▶ [Records excerpted from a collection]:
= = = = = = =
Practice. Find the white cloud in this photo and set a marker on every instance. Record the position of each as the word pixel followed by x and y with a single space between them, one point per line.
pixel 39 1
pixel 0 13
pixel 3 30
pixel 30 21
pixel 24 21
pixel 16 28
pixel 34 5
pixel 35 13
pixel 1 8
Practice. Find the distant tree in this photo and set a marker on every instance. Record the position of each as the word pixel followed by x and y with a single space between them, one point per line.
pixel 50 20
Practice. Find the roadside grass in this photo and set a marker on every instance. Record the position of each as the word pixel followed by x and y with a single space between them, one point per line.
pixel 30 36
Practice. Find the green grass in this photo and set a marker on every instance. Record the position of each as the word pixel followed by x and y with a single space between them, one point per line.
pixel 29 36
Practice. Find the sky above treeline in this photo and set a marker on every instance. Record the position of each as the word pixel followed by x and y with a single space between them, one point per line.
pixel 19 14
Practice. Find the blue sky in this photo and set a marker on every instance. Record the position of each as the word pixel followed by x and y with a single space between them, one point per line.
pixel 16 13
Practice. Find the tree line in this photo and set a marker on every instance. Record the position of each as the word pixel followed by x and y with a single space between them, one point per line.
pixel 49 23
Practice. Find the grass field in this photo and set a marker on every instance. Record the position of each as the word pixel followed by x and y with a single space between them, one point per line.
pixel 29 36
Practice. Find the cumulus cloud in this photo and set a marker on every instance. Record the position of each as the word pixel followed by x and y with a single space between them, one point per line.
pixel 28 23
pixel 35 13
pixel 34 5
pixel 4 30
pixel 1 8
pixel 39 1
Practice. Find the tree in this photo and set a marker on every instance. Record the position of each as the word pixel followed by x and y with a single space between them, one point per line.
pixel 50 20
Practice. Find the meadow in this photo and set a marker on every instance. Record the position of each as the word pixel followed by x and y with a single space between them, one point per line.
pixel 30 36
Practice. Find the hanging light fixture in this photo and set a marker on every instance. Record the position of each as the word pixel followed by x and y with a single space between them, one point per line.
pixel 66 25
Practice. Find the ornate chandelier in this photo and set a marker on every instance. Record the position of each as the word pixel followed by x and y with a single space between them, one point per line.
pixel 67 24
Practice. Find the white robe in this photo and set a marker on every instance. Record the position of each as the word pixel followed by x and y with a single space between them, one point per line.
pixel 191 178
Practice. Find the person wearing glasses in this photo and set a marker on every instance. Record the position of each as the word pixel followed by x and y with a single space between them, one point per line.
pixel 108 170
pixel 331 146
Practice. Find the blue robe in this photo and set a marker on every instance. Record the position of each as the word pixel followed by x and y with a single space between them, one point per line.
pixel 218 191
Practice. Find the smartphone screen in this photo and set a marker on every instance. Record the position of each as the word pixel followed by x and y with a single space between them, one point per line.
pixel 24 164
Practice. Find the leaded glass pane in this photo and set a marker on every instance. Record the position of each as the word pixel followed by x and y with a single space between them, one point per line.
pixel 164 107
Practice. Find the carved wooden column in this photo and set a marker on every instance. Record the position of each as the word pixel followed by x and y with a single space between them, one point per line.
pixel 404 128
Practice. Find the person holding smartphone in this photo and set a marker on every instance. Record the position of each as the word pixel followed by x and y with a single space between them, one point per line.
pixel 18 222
= = = = = = =
▶ [Work request]:
Each line of the data is to be retyped exactly as shown.

▶ [Solution]:
Practice. Find the white cloud in this photo and set a marker on every instance. Record the position of each as the word pixel followed by x and y with a single space between them, one point per line.
pixel 39 1
pixel 0 13
pixel 3 30
pixel 30 21
pixel 24 21
pixel 16 28
pixel 34 5
pixel 35 13
pixel 1 8
Practice. Find the distant tree in this photo and set a marker on every instance. Record the position of each as the word pixel followed by x and y with a single space between them, one point per line.
pixel 50 20
Practice. Find the roadside grass in this photo and set a marker on every instance. Record the position of each as the word pixel followed by x and y with a single space between them, one point per line.
pixel 30 36
Practice. Find the green grass in this photo and set a marker on every instance. Record the position of each as the word pixel followed by x and y with a single space between them, one point per line.
pixel 29 36
Practice. Find the sky above treeline in this photo and set a marker on every instance. Record the position of each as the word pixel followed by x and y with a single space between them, one point per line.
pixel 19 14
Practice. Find the blue sky in this photo and set a marker on every instance. Record the position of each as the word pixel followed by x and y with a single space between them, one point per line.
pixel 16 13
Practice. Find the tree line in this photo and set a marker on every instance. Record the position of each as the word pixel followed by x and y with a single space between them, one point per line.
pixel 49 23
Practice. Find the grass field in this photo and set a marker on every instance. Record the position of each as the word pixel followed by x and y with a single space between them, one point per line.
pixel 29 36
Practice. Find the cumulus cloud in this photo and set a marker on every instance. Record the position of each as the word pixel followed by x and y with a single space between them, one point per line.
pixel 28 23
pixel 35 13
pixel 34 5
pixel 4 30
pixel 1 8
pixel 39 1
Practice. Find the tree in this photo and set a marker on every instance. Record the position of each as the word pixel followed by x and y with a single space between them, one point per line.
pixel 50 20
Practice. Find the meadow in this photo and set a marker on every instance. Record the position of each as the word pixel followed by x and y with a single space between them, one point per line.
pixel 30 36
Practice. Find the hanging light fixture in this photo and set a marker on every instance. Record the position of each as the word pixel followed by x and y with a single space between them, one point per line.
pixel 66 25
Practice. Find the ornate chandelier in this photo and set a marker on every instance. Record the position of each as the word pixel followed by x and y with a single space between them, one point per line.
pixel 67 24
Practice. Find the white robe in this photo and set a marker on every instance. Record the position of each as the word pixel followed by x and y with a single space between them, one point per line.
pixel 191 178
Practice. Find the person wearing glasses in this photo and set a marker on every instance. Record the position of each as the word pixel followed by x and y with a single space between them, one point per line.
pixel 108 170
pixel 331 146
Practice. Find the blue robe in this photo and set a marker on every instance. Record the position of each as the word pixel followed by x and y with a single space between them, one point per line.
pixel 218 191
Practice. Find the smartphone screen in this photo and set a marker on every instance. Record the position of each as the word pixel followed by x and y with a single space between them, one point per line.
pixel 24 164
Practice. Find the leaded glass pane in this photo and set a marker on every instance. Record the position of each as the word pixel followed by x and y with a single space between them, one point per line.
pixel 164 107
Practice. Find the carved wooden column in this photo and set a marker on every instance. Record the position of each as the word pixel followed by x and y with a single space between them, one point per line.
pixel 404 128
Practice. Find the person holding smartphone in this photo and set a marker on every instance. Record the position of each as the word pixel followed by x and y with a single space between them, one point per line.
pixel 18 222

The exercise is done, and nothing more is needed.